* _Your task_: Return the whole listing exactly as written.
== Records to use ==
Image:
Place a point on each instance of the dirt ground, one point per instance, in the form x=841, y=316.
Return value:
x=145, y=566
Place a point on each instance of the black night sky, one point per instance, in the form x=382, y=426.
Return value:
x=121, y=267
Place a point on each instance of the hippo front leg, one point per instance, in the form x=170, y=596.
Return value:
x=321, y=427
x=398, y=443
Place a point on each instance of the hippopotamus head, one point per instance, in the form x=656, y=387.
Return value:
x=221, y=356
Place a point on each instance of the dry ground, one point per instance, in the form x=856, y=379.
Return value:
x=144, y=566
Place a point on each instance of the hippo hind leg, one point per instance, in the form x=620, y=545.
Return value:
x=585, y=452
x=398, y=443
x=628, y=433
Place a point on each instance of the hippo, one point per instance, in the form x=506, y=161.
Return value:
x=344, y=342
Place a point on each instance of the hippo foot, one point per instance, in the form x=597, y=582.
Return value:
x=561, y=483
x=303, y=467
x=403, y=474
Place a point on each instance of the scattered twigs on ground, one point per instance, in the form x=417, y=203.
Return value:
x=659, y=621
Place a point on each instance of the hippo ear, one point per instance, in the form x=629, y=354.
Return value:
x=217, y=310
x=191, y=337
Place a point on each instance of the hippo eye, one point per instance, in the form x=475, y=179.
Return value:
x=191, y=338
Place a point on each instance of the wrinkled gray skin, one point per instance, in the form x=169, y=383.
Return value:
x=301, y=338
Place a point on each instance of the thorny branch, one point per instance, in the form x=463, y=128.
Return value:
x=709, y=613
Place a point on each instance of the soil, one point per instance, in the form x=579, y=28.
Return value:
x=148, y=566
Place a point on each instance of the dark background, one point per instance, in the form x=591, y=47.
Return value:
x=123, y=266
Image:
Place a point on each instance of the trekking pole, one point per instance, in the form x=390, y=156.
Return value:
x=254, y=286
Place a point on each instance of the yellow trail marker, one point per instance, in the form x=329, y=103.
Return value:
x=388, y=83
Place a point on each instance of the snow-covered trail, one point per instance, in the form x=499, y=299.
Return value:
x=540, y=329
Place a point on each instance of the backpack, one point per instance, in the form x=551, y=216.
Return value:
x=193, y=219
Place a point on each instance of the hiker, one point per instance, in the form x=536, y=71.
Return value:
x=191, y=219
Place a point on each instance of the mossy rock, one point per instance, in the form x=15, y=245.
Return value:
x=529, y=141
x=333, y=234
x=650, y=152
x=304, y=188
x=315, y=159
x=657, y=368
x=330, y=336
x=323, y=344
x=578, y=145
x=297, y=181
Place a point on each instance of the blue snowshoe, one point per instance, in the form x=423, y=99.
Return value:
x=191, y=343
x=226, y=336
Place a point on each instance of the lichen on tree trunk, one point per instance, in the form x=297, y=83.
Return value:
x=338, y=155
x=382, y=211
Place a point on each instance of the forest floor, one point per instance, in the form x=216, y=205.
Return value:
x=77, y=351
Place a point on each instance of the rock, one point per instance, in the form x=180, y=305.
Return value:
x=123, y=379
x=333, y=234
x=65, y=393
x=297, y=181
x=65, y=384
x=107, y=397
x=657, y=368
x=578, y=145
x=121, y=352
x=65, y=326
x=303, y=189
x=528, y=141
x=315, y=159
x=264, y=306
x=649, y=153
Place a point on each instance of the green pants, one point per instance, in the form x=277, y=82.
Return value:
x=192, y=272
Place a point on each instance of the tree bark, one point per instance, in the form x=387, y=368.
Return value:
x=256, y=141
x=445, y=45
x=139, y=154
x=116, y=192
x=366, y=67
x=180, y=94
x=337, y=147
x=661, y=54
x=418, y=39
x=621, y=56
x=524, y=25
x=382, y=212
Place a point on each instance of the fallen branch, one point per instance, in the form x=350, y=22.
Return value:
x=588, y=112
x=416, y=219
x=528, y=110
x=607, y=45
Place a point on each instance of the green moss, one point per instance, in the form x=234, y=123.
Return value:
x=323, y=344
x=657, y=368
===
* _Finished task_:
Image:
Place a point on each instance of the dirt ground, one point per instance, in the form x=841, y=316.
Return value:
x=145, y=566
Place a point on each instance of the black night sky, one point per instance, in the form x=382, y=426.
Return value:
x=121, y=267
Place a point on each instance of the hippo front leg, one point per instance, in the form x=170, y=596.
Return value:
x=321, y=427
x=398, y=443
Place a point on each instance of the hippopotamus head, one point per instance, in the form x=656, y=387.
Return value:
x=221, y=356
Place a point on each instance of the dry ground, one point per instance, in the form x=856, y=379.
Return value:
x=144, y=566
Place a point on each instance of the hippo hind leg, one point per instance, in the form x=620, y=545.
Return value:
x=585, y=452
x=398, y=443
x=628, y=433
Place a point on each instance of the hippo, one point per instance, in the form x=506, y=161.
Return value:
x=344, y=342
Place a point on each instance of the hippo foot, one point per instance, in the form x=597, y=582.
Return value:
x=561, y=483
x=303, y=467
x=403, y=474
Place a point on each instance of the scattered twigs on ground, one point per instance, in the form x=417, y=203.
Return value:
x=659, y=621
Place a point on each instance of the hippo ear, one point per instance, in the form x=629, y=354.
Return value:
x=217, y=310
x=191, y=337
Place a point on each instance of the hippo eye, one point per instance, in the form x=475, y=179.
Return value:
x=191, y=338
Place a point on each instance of the wrinkled gray skin, one point per instance, in the form x=169, y=383.
Return value:
x=301, y=338
Place a point on each instance of the thorny branch, one point per instance, in the form x=463, y=128.
Return value:
x=709, y=613
Place a point on each instance of the soil, one point per instance, in the form x=579, y=28.
Return value:
x=148, y=566
Place a point on each instance of the dark background, one point per instance, in the form x=591, y=47.
Return value:
x=123, y=266
Image:
Place a point on each instance of the trekking pole, one point per instance, in the form x=390, y=156.
Return value:
x=254, y=286
Place a point on each instance of the yellow trail marker, one point per instance, in the form x=329, y=103.
Return value:
x=388, y=83
Place a point on each instance of the snow-covered trail, one point per instance, in the form x=499, y=299.
Return value:
x=540, y=329
Place a point on each instance of the backpack, one point per instance, in the form x=551, y=216.
Return value:
x=193, y=219
Place a point on each instance of the hiker, one point per instance, in the form x=536, y=71.
Return value:
x=191, y=219
Place a point on each instance of the mossy rock, one point per instance, in the form x=15, y=245.
Return value:
x=529, y=141
x=333, y=234
x=650, y=152
x=304, y=188
x=315, y=159
x=657, y=368
x=330, y=336
x=323, y=344
x=578, y=145
x=297, y=181
Place a point on each instance of the blue snowshoe, one point per instance, in the form x=423, y=99.
Return value:
x=191, y=343
x=226, y=336
Place a point on each instance of the lichen on tree trunk, one point per instance, in the form x=297, y=83.
Return value:
x=338, y=155
x=382, y=211
Place a point on each instance of the forest floor, one point per instance, in the form x=216, y=205.
Return value:
x=77, y=351
Place a point on each instance of the rock, one point per instance, in the form x=180, y=305.
Return value:
x=123, y=379
x=333, y=234
x=65, y=393
x=297, y=181
x=65, y=384
x=107, y=397
x=657, y=368
x=578, y=145
x=121, y=352
x=65, y=326
x=303, y=189
x=528, y=141
x=315, y=159
x=264, y=306
x=649, y=153
Place a point on each instance of the green pants, one point per instance, in the form x=277, y=82.
Return value:
x=192, y=272
Place a point on each instance of the tree bark, one point per instance, in the form x=387, y=368.
Return value:
x=256, y=141
x=445, y=45
x=139, y=154
x=116, y=192
x=366, y=67
x=180, y=94
x=337, y=147
x=661, y=54
x=418, y=39
x=621, y=56
x=524, y=25
x=382, y=212
Place a point on each instance of the fallen branch, one point per instance, in the form x=350, y=22.
Return value:
x=588, y=112
x=416, y=219
x=528, y=110
x=607, y=45
Place a point on each instance of the green moss, one point per instance, in the form x=234, y=123.
Return value:
x=323, y=344
x=657, y=368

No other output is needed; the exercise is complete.